## Given exercise
Locate every line in the data below that contains the string "load" and copy each such line in full. Treat the match as case-sensitive.

..............................

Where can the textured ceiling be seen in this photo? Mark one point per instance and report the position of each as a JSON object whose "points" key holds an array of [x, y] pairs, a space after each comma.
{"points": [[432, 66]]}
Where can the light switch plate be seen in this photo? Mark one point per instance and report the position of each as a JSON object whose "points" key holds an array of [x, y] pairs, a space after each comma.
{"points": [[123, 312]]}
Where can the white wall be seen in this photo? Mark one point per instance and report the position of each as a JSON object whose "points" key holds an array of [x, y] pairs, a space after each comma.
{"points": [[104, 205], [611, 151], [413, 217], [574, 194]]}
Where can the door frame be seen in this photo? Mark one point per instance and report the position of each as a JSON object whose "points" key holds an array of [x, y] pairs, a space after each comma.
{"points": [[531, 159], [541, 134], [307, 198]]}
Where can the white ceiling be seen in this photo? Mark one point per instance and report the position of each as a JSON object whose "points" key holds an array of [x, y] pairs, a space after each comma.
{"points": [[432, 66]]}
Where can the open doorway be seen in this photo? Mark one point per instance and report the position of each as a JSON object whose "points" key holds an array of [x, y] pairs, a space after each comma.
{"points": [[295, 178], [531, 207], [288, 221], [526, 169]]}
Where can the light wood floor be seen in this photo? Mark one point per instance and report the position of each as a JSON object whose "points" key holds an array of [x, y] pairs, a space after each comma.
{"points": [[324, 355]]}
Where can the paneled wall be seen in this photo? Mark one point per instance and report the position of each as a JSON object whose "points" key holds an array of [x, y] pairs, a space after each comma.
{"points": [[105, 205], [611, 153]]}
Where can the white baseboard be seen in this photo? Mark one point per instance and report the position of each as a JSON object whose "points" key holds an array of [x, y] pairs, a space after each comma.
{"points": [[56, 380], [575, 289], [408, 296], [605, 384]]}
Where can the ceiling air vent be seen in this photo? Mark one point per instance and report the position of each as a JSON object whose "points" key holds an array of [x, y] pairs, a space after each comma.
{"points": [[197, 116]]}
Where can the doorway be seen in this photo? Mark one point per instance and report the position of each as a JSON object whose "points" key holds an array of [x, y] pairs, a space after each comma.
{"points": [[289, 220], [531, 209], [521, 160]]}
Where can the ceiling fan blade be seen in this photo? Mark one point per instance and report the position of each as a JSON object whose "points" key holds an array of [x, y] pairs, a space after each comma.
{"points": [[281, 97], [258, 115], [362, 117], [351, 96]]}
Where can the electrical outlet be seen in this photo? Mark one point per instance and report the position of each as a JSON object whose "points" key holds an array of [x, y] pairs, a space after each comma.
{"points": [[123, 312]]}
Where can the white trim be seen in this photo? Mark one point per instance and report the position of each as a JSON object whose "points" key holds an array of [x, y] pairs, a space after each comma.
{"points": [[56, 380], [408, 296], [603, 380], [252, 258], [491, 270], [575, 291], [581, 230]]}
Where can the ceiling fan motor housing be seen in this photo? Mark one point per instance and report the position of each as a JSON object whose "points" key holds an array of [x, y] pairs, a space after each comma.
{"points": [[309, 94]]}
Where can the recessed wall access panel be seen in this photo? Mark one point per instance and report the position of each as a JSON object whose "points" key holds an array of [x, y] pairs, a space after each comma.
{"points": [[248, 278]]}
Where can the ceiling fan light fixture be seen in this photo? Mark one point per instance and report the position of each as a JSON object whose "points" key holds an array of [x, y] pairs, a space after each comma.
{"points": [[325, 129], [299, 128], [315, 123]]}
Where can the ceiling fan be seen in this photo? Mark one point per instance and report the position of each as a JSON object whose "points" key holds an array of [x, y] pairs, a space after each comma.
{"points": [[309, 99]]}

..............................

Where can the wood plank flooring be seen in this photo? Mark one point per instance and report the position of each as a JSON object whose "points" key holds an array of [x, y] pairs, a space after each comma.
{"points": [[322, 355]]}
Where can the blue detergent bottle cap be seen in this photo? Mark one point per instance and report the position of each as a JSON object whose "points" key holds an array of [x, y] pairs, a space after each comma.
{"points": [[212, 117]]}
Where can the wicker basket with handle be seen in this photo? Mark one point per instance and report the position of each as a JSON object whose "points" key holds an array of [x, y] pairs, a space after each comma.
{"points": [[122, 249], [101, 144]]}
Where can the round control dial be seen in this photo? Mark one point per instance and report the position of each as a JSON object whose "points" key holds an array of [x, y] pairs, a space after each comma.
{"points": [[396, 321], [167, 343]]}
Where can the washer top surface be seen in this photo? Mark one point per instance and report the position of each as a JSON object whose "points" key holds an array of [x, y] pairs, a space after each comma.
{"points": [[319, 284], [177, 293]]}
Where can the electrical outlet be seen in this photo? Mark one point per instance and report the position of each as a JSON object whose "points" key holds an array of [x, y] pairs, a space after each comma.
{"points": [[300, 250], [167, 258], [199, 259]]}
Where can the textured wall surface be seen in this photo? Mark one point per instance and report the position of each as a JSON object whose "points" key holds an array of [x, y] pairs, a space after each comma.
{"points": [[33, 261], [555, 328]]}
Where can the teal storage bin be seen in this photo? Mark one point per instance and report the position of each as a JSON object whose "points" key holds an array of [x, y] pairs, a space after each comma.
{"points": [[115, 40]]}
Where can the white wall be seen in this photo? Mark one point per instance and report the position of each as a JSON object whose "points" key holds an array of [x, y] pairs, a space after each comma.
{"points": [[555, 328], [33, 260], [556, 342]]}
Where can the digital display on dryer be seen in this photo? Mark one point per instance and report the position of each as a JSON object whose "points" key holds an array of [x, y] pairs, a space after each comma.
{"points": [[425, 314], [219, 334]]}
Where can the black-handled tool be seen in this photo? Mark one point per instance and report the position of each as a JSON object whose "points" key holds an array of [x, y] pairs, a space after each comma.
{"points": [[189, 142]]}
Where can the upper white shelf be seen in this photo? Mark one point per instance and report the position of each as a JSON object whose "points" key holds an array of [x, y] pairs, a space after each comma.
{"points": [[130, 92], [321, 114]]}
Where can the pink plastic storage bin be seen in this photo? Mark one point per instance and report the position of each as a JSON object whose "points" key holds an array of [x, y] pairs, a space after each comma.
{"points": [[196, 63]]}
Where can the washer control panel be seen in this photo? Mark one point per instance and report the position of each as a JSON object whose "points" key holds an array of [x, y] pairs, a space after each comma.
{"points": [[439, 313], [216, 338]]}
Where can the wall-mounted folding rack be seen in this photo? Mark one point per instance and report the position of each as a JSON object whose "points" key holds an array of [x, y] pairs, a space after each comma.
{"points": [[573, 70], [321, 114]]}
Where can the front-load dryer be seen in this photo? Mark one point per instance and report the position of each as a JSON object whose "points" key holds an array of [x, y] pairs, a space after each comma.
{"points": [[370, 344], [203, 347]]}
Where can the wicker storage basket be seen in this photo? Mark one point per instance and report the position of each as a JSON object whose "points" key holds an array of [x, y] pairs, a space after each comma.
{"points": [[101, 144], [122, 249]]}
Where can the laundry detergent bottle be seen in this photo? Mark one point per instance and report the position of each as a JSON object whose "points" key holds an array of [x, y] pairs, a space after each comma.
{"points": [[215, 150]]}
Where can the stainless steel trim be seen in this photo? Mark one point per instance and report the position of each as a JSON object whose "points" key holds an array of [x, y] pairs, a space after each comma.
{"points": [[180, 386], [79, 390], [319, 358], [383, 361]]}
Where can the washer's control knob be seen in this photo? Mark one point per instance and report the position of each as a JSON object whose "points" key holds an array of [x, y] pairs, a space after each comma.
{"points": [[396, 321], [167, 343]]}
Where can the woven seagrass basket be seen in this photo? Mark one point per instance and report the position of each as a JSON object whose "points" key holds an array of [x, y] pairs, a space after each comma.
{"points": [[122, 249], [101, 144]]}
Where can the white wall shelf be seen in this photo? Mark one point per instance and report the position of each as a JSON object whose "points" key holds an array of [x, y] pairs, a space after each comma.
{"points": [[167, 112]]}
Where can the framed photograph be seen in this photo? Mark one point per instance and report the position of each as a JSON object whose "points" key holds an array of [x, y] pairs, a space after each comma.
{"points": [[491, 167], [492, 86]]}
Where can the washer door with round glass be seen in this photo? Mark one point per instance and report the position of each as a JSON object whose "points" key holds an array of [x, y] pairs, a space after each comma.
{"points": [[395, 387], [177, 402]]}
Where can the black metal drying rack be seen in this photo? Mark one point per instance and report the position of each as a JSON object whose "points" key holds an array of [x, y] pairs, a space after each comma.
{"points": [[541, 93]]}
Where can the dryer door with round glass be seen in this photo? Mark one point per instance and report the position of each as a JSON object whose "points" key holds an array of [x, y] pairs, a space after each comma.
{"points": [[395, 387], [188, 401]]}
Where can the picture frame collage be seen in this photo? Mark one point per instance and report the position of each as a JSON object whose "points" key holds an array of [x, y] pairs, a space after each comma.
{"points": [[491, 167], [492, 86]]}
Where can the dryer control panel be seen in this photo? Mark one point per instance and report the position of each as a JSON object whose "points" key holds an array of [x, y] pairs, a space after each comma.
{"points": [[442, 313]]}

..............................

## Finished exercise
Where can the front-load dryer be seen in this photo? Mark one point per instance and report the position of each as a JSON object whose "points" key holds an array of [x, y] pairs, a space after each comma.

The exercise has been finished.